EXERCISE INSTRUCTIONS >>
Rewrite the part of the listing that opens with the line containing "TARGET: plastic chair backrest" and closes at the end of the listing, changing "thickest part" to "widest part" and keeping every other character the same. Give only those lines.

LISTED ENTRIES >>
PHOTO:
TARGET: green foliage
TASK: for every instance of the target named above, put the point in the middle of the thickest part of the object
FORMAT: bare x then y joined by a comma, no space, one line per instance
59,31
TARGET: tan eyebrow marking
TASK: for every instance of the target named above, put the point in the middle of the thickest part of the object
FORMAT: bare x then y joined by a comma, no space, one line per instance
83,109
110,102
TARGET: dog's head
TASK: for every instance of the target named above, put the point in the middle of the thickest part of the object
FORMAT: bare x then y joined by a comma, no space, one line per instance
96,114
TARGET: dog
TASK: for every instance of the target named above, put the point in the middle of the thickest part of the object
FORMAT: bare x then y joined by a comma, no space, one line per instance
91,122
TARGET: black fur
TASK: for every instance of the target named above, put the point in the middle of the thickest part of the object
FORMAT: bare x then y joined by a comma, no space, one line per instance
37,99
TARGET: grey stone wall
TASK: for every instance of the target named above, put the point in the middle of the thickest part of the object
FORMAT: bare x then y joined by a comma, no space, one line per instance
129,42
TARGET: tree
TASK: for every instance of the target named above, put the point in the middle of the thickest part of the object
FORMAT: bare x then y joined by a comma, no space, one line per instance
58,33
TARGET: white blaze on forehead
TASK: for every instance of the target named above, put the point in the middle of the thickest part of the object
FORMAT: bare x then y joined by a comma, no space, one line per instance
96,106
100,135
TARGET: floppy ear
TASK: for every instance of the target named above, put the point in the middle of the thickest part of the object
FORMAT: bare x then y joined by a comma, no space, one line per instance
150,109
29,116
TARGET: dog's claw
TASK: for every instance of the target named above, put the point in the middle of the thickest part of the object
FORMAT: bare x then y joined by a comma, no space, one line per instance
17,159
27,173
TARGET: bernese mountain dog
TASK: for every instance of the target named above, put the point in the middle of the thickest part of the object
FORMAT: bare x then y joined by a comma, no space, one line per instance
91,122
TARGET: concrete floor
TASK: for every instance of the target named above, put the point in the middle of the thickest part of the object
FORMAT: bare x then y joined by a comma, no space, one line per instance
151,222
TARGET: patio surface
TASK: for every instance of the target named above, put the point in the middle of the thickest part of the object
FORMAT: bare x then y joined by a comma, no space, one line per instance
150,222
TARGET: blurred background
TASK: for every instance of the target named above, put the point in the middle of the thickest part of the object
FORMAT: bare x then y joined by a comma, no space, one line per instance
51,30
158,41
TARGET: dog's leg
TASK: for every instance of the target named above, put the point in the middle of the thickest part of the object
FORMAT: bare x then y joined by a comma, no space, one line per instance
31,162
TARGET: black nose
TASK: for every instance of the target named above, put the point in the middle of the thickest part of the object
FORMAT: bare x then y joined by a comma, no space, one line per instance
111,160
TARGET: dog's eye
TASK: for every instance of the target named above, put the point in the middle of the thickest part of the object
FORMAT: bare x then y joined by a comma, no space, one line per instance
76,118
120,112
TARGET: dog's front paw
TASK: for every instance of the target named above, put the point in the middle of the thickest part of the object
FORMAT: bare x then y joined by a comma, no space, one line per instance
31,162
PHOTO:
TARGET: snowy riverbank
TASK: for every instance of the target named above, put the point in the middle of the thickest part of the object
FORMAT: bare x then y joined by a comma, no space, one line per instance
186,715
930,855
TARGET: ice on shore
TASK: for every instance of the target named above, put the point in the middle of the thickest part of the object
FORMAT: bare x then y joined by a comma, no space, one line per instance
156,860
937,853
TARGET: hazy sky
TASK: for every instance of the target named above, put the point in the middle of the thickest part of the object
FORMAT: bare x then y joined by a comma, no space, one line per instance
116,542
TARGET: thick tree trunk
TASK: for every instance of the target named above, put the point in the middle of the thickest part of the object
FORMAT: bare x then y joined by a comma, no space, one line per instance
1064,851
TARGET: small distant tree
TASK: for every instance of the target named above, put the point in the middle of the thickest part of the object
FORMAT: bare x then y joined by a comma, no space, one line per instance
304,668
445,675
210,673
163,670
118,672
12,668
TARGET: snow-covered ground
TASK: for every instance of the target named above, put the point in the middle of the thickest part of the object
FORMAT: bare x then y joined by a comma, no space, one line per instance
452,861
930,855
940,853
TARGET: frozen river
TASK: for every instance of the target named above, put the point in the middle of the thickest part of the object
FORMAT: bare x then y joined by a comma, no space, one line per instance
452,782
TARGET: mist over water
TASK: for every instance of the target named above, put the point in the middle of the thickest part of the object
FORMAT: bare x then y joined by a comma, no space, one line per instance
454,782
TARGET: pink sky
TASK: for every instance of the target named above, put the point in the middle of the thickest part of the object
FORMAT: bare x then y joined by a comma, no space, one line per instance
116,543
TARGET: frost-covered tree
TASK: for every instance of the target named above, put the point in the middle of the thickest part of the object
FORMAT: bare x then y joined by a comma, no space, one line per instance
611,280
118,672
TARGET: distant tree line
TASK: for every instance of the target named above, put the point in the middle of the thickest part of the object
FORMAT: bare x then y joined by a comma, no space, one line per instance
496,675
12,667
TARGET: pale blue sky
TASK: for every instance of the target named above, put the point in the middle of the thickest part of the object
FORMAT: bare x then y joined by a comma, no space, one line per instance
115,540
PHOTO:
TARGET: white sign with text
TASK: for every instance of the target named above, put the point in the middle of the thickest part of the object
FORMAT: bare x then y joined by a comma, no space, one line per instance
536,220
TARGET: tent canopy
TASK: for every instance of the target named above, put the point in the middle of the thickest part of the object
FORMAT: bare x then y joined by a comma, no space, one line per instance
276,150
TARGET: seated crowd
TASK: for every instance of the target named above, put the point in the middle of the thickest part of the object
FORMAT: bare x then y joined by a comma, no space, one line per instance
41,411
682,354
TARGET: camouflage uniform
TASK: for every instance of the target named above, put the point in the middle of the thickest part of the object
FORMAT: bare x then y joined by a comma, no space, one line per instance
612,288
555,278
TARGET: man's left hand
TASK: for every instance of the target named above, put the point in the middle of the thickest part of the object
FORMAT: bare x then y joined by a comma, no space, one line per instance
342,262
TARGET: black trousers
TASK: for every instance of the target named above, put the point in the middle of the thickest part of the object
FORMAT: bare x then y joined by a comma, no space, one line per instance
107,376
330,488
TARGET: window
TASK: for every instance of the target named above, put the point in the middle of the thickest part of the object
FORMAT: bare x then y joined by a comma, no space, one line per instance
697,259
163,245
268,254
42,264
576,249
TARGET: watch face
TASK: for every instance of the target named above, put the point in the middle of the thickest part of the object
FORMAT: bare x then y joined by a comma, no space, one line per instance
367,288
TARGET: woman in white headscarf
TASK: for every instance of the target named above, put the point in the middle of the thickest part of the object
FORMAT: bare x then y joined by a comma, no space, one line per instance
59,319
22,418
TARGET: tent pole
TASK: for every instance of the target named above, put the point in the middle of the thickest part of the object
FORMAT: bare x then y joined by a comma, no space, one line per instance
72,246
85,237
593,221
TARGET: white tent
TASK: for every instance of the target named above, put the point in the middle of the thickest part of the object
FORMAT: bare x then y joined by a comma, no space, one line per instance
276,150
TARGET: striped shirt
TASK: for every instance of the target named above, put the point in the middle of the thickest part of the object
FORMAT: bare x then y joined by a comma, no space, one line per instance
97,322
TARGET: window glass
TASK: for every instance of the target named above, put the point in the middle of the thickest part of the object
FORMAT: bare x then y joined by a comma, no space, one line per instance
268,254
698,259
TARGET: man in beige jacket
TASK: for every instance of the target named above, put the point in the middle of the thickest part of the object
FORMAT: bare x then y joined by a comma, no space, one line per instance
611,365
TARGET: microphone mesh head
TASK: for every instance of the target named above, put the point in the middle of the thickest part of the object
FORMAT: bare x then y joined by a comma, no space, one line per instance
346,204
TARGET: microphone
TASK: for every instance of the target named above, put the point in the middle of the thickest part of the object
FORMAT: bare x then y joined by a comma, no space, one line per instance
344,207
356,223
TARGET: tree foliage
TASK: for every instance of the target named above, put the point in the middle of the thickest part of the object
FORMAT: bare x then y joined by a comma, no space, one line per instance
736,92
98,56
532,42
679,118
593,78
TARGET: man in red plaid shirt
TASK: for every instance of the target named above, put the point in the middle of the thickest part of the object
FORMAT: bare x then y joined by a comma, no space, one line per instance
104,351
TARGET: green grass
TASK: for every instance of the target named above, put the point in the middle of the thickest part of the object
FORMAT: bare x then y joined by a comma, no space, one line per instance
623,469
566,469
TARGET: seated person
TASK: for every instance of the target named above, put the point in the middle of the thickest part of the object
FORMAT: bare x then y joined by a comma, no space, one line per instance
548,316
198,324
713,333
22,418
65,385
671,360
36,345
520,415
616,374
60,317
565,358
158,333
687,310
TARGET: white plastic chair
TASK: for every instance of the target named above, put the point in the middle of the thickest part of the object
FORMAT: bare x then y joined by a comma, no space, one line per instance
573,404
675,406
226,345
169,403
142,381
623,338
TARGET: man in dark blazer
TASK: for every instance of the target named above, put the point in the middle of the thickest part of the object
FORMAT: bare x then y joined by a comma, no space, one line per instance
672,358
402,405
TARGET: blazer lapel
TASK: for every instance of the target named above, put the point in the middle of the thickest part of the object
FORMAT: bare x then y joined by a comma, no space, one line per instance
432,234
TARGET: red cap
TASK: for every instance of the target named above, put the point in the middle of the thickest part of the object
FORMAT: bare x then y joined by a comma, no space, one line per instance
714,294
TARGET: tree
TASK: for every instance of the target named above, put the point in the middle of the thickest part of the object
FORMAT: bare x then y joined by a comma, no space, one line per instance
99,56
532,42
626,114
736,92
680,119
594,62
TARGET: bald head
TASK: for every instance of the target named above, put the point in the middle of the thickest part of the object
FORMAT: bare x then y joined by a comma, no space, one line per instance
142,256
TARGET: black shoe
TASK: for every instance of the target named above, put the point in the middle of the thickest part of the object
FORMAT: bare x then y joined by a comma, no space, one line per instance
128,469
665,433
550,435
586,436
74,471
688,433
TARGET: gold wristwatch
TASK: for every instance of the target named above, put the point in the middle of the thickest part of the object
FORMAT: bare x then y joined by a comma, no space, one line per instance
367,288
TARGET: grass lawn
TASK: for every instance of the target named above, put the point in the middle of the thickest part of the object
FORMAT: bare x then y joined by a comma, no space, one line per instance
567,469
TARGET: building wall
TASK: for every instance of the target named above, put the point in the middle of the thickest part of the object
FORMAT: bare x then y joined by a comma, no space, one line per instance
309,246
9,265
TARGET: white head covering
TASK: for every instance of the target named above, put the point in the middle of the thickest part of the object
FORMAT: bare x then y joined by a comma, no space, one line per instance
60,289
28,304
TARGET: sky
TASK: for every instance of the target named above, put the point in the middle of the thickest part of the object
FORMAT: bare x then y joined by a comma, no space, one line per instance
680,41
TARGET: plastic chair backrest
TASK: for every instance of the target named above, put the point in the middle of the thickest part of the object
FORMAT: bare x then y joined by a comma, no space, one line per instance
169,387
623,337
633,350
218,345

ANSWER BELOW >>
TARGET: plastic chair backrest
TASK: for every instance of the target named above, put the point in the middle of the widest part of the object
FORMAT: bare x then y joined by a comma, no space, one line per instance
169,387
623,337
633,350
218,345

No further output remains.